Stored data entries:
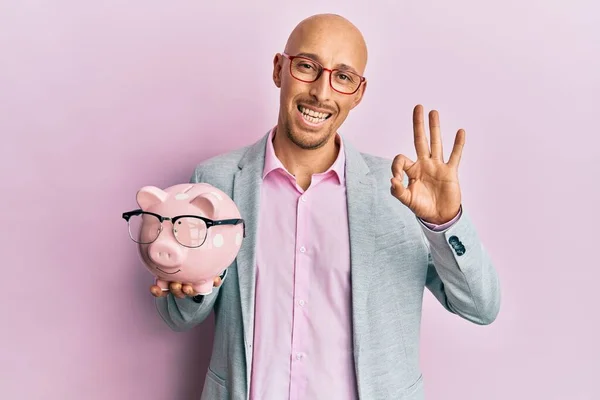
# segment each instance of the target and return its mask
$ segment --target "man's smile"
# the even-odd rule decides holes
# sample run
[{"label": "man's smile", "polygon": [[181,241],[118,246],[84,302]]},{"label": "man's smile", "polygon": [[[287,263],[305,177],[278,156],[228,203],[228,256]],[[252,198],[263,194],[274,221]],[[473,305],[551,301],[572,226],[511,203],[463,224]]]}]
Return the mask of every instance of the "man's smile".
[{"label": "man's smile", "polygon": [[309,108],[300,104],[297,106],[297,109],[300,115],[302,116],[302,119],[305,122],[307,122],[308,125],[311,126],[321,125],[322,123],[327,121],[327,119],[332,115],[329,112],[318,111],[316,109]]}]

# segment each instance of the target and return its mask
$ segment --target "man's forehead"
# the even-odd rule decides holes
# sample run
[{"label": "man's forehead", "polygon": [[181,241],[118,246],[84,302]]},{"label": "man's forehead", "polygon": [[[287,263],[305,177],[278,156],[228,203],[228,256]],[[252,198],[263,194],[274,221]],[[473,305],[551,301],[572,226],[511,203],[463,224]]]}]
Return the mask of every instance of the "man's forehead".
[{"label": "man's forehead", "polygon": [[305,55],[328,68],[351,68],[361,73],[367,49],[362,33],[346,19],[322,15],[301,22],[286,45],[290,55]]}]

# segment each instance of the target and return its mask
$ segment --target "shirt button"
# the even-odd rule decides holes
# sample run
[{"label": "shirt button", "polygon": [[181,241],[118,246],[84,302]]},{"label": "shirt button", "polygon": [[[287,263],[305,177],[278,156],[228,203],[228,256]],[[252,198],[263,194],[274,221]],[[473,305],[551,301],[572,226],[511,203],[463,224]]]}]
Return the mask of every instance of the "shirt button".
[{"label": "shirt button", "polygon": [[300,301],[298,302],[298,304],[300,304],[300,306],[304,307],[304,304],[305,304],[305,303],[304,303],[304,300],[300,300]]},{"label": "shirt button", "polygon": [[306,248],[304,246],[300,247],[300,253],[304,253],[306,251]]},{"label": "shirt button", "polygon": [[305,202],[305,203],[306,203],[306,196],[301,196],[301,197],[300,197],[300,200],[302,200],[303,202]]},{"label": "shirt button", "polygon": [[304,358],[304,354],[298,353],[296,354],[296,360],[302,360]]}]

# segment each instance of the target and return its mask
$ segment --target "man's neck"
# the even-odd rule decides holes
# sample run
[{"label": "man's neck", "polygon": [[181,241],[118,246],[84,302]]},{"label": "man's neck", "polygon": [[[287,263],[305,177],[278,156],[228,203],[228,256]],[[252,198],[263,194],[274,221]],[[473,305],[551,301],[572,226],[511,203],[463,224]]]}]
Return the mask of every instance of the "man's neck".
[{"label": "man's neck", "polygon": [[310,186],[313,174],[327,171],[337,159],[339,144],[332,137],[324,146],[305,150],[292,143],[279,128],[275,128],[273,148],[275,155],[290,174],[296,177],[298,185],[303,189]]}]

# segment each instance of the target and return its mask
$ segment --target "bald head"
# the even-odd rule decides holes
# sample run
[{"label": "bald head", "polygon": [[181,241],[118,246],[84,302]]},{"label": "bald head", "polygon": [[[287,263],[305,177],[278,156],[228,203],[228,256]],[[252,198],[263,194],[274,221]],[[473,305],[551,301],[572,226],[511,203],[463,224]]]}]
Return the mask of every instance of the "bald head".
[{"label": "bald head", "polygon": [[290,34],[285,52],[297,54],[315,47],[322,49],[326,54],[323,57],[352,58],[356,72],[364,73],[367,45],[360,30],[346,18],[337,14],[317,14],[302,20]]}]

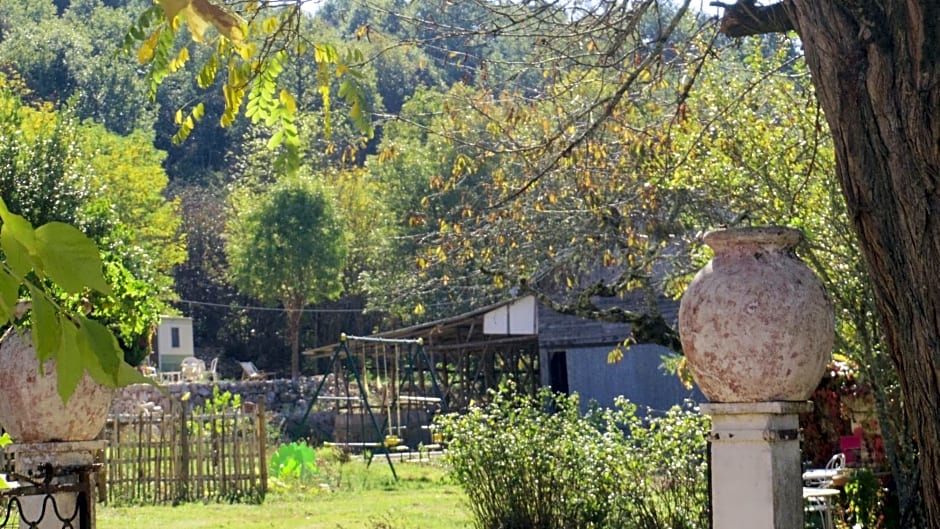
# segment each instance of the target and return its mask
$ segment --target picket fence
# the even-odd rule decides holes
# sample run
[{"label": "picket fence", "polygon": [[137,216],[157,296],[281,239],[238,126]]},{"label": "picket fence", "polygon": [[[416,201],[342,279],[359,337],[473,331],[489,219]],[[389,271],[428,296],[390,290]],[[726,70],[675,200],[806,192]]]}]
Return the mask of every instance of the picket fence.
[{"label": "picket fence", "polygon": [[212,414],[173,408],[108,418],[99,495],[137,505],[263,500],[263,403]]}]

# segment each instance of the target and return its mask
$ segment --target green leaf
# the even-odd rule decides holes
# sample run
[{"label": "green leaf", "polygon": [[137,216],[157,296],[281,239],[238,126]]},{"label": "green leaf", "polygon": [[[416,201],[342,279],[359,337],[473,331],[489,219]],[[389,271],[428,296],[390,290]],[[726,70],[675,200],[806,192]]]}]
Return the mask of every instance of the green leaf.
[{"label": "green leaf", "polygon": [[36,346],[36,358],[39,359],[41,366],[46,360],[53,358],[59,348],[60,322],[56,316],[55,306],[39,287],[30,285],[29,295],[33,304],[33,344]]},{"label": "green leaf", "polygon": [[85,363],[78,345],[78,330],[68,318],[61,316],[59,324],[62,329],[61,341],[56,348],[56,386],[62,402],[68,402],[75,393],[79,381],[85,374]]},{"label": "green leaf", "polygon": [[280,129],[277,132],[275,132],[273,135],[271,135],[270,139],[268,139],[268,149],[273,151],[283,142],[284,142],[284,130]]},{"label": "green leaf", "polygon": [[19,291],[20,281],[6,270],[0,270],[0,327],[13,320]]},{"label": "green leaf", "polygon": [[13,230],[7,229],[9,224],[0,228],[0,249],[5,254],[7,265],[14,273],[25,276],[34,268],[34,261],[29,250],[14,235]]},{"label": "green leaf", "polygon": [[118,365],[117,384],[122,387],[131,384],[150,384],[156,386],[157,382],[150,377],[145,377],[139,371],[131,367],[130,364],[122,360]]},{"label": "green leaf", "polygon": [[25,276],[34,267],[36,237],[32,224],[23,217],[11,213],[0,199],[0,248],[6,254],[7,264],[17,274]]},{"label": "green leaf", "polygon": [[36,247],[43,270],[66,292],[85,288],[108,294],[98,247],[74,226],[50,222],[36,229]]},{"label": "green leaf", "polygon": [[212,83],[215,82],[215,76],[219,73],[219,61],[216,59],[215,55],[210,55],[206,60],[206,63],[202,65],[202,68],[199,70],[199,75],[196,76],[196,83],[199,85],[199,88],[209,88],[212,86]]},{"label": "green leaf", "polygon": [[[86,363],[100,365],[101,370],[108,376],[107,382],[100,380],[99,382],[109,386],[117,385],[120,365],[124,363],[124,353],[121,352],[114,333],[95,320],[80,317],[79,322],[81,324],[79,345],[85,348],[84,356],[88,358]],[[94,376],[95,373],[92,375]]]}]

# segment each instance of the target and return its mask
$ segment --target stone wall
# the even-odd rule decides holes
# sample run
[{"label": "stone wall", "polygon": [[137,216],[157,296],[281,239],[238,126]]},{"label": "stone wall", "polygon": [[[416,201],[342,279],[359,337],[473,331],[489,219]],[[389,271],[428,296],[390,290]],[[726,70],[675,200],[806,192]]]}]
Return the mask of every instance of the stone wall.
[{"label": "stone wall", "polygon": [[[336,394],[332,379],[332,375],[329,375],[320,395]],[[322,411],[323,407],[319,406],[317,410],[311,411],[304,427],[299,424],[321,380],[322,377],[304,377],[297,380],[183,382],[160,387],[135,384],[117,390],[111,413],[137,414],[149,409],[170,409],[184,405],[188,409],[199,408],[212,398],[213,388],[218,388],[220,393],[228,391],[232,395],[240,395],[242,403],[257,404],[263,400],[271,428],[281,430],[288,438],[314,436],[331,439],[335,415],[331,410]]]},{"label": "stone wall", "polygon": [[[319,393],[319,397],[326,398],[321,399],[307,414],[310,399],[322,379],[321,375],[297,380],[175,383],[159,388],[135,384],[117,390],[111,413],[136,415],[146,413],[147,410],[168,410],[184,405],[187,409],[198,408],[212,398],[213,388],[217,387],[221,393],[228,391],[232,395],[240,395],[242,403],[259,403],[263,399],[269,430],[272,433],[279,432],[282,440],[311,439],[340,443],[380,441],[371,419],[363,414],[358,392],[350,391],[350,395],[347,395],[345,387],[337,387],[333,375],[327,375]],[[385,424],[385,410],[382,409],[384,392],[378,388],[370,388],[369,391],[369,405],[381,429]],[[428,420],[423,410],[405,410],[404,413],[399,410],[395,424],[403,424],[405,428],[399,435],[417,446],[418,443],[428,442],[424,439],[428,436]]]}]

* [Work task] What's needed is a word-for-word copy of the lines from the one holding "--target stone wall" through the final line of the data.

* [Answer to this problem]
$ segment --target stone wall
# the even-odd rule decides holes
# sample run
[{"label": "stone wall", "polygon": [[137,216],[157,296],[281,239],[238,126]]},{"label": "stone wall", "polygon": [[[416,201],[342,279],[359,337],[473,331],[489,219]],[[389,271],[428,296],[390,290]],[[726,70],[675,200],[806,192]]]}]
Return the mask of every instance of the stone wall.
[{"label": "stone wall", "polygon": [[[336,394],[332,379],[332,375],[329,375],[320,395]],[[322,411],[323,407],[319,406],[317,410],[311,411],[304,427],[299,424],[321,380],[322,377],[304,377],[297,380],[183,382],[160,387],[135,384],[117,390],[111,413],[137,414],[149,409],[170,409],[184,405],[188,409],[199,408],[212,398],[213,388],[218,388],[220,393],[228,391],[232,395],[240,395],[242,403],[257,404],[263,400],[271,428],[281,430],[288,438],[314,436],[331,439],[335,415],[331,410]]]},{"label": "stone wall", "polygon": [[[319,393],[319,397],[326,398],[321,399],[307,414],[310,399],[322,379],[321,375],[297,380],[175,383],[159,388],[135,384],[117,390],[111,413],[136,415],[146,413],[147,410],[168,410],[184,405],[187,409],[198,408],[212,398],[213,388],[217,387],[221,393],[228,391],[232,395],[240,395],[242,403],[259,403],[263,399],[269,430],[272,433],[279,432],[282,440],[311,439],[340,443],[380,441],[371,419],[363,414],[358,392],[350,391],[350,395],[347,395],[345,387],[337,387],[333,375],[327,375]],[[385,424],[385,410],[382,409],[384,392],[378,388],[370,388],[369,391],[369,405],[381,429]],[[428,420],[423,410],[405,410],[404,413],[399,410],[395,424],[403,424],[405,428],[399,435],[417,446],[418,443],[428,442],[424,439],[428,436]]]}]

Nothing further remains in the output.